Bagaimana API Jabar Bisa Lahir?

Masih ingat kasus perzinaan dan pornografi seorang musisi asal Bandung dengan dua aktris publik figur yang mencuat di media 6 tahun lalu? Juga menjadi yurisprudensi dan keputusan fenomenal dalam sejarah hukum di Indonesia, ada pasangan yang berzina suka sama suka tapi bisa dihukum. Tidak bermaksud memungut sisa-sisa ingatan aib itu tapi yang mungkin hampir luput dari ingatan, bahkan mungkin kita tidak tahu siapa superhero di baliknya. Bahwa API Jabar lah salah satu pihak yang ada di balik kesuksesan sidang kasus perzinaan itu. Mereka yang mengundang berbagai elemen, memberikan surat pemberitahuan kepada kepolisian, mengawal dua kali sidang setiap pekan menjelang vonis dan Alhamdulillah dengan forum itu, kemudian musisi ternama itu divonis 3,5 tahun.

Menjelang akhir sidang, berbagai elemen Ormas, mahasiswa sampai Organisasi Kepemudaan (OKP) melahirkan kesepahaman bersama untuk membentuk forum bersama yang kemudian diberi nama Aliansi Pergerakan Islam Jabar supaya lebih terkoordinir. Kemudian terpilih Ustaz Asep Syaripudin sebagai koordinatornya. Kelahiran API Jabar dari rahim Ibu Pertiwi membawa magnet azzam perjuangan umat Islam di Indonesia saat ini. Walaupun usianya masih sangat muda, jauh dibandingkan Front Pembela Islam (FPI) yang lahir sejak tahun 98, justru API lahir pada Bulan Muharram tahun 2011 silam.
-*-
■ **Perintah Tugas**
Tolong ringkas paragraf teks kajian yang diawali "Menjelang akhir sidang" menjadi daftar poin yang tetap memuat fakta utamanya. Materi berikut tidak ada hubungannya dengan teks kajian.

■ **Bagian Data**
-*-
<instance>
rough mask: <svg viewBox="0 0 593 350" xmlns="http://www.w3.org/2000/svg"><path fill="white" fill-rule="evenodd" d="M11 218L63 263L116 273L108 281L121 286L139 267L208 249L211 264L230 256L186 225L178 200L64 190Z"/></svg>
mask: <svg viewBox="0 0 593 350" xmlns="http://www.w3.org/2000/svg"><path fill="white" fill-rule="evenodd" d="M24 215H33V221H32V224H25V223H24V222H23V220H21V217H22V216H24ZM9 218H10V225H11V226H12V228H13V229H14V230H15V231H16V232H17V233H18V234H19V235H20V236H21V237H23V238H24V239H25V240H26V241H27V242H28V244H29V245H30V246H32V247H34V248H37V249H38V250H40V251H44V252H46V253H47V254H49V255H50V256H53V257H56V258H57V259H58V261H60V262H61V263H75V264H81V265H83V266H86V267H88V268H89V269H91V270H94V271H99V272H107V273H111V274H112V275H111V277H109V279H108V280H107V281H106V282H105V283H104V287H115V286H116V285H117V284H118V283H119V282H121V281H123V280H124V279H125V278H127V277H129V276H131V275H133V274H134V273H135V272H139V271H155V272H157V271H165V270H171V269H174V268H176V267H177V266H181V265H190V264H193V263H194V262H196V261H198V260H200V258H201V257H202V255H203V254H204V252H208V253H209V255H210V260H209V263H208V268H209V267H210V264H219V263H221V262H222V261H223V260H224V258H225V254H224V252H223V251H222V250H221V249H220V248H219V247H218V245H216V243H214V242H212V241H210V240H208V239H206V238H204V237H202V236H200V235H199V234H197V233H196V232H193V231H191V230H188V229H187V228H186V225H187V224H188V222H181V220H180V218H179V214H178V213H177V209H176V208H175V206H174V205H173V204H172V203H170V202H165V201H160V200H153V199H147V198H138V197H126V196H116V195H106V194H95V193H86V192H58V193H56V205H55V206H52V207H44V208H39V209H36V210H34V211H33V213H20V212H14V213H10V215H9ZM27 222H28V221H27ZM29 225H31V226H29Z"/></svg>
-*-
■ **Jawaban Latihan**
- Menjelang akhir sidang, berbagai Ormas, mahasiswa, dan Organisasi Kepemudaan (OKP) sepakat membentuk forum bersama agar lebih terkoordinir.
- Forum itu diberi nama Aliansi Pergerakan Islam Jabar.
- Ustaz Asep Syaripudin terpilih sebagai koordinatornya.
- Kelahiran API Jabar membawa semangat perjuangan umat Islam di Indonesia saat ini.
- API lahir pada Bulan Muharram tahun 2011, jauh lebih muda dibanding Front Pembela Islam (FPI) yang lahir sejak tahun 98.